▶ [Set problem A]: Please copy, word for word, the stretch of the records from the line that contains "canopy as a single marker per instance." through the line that contains "point(67, 98)", and give only those lines.
start Excerpt provided
Beery Yarns: Jags and Shooters

Lambeth Road-London
South London, 1969. Source: Ken-Zan on Flickr.

Steve at Beers I’ve Known is hosting the Session this month and says: ‘I want to hear your beery tall tales, yarns, recollections (in a Grandpa Simpson stylee) or otherwise, delivered in the manner that you befits sitting around a log fire, favourite beer in hand.’

One of our friends — let’s call him Aidan — told us the best story we’ve ever heard in a pub.

Aidan was born in Dublin but brought up in South London, and spent his childhood playing in the post-Blitz rubble. He seems to know everyone in every pub from Battersea to Southwark, and most of the black cab drivers, too.

He used to be a mod/suedehead/skinhead, though he’s also an extremely tolerant lefty with no time for fascists, and still wears a button-down shirt and bovver boots.

He’s softly spoken, but if someone starts causing trouble in the pub, with a cold stare and a couple of whispered words, he can shut them up and have them backing contritely out of the door.

He’s a geezer, in short.

He doesn’t talk about himself much but, one day, when we were having a few pints with him in a place near Victoria Station, there was a lull in the conversation, and he decided to fill the gap.

One evening in the late sixties or early seventies, he told us, he and a few of his mates decided to go to an underground nightclub in Waterloo. Everything was going well — lots of beer, lots of dancing, lovely girls — but then, something went wrong. They chatted up the wrong bloke’s girlfriend or stood on the wrong person’s toes — who knows?
end Excerpt provided
▶ [Set problem B]: In the excerpt, where was Aidan born?
start Supplied data
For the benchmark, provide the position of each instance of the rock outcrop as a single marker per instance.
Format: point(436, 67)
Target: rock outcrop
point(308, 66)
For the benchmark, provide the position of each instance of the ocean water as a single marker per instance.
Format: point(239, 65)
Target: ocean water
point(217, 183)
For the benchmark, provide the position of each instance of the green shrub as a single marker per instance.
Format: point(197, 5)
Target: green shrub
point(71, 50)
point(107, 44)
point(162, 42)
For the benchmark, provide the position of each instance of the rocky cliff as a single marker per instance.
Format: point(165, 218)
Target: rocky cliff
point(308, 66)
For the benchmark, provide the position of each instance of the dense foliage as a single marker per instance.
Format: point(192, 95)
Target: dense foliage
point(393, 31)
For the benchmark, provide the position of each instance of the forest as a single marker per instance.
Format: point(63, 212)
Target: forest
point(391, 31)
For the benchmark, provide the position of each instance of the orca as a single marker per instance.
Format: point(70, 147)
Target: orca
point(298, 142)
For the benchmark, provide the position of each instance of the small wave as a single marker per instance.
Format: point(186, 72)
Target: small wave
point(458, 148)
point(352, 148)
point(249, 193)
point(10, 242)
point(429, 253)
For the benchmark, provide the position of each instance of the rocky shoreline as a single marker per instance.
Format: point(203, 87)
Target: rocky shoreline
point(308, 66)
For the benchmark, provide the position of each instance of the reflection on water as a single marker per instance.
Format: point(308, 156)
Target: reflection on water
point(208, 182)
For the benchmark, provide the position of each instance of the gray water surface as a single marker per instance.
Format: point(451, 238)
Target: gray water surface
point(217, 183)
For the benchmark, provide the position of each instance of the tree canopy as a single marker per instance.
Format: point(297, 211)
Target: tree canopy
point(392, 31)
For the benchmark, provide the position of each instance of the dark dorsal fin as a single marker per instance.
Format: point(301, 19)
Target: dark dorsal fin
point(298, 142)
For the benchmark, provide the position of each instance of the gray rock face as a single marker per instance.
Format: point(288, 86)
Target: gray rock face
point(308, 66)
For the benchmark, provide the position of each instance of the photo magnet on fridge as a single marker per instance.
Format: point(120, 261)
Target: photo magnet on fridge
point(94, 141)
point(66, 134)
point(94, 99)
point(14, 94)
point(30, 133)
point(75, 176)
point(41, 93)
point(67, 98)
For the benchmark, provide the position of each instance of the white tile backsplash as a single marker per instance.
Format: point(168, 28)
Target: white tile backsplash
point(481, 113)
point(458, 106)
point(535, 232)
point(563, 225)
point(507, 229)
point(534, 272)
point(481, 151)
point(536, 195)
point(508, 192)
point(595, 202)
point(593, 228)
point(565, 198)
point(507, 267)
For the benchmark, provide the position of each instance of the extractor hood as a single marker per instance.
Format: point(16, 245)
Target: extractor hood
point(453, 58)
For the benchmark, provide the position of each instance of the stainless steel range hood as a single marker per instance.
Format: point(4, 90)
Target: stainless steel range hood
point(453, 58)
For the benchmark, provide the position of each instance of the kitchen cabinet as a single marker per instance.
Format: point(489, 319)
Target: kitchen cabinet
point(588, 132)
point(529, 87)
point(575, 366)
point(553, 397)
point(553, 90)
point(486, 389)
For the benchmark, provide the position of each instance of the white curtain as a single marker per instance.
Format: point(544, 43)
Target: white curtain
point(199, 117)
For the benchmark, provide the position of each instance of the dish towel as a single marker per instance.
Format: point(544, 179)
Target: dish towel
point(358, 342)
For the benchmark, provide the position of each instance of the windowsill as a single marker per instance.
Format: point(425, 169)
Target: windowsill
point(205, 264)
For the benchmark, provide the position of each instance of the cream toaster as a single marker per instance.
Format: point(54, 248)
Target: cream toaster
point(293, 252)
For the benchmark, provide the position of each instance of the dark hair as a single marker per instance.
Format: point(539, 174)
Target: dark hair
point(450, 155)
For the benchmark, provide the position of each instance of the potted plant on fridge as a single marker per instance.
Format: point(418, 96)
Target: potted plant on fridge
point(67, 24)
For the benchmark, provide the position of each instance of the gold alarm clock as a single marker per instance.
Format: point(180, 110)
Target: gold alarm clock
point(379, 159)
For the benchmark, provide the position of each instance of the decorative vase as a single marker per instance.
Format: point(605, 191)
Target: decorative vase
end Supplied data
▶ [Task answer A]:
For the benchmark, provide the position of each instance of the tree canopy as a single marker per instance.
Format: point(297, 211)
Target: tree canopy
point(392, 31)
For the benchmark, provide the position of each instance of the dark dorsal fin as a single marker per instance.
Format: point(301, 19)
Target: dark dorsal fin
point(298, 142)
For the benchmark, provide the position of each instance of the gray rock face as a single marker per instance.
Format: point(288, 86)
Target: gray rock face
point(308, 66)
For the benchmark, provide the position of each instance of the photo magnet on fridge as a single marker per instance.
Format: point(120, 261)
Target: photo magnet on fridge
point(94, 141)
point(66, 134)
point(94, 99)
point(14, 94)
point(30, 133)
point(75, 176)
point(41, 93)
point(67, 98)

▶ [Task answer B]: Dublin.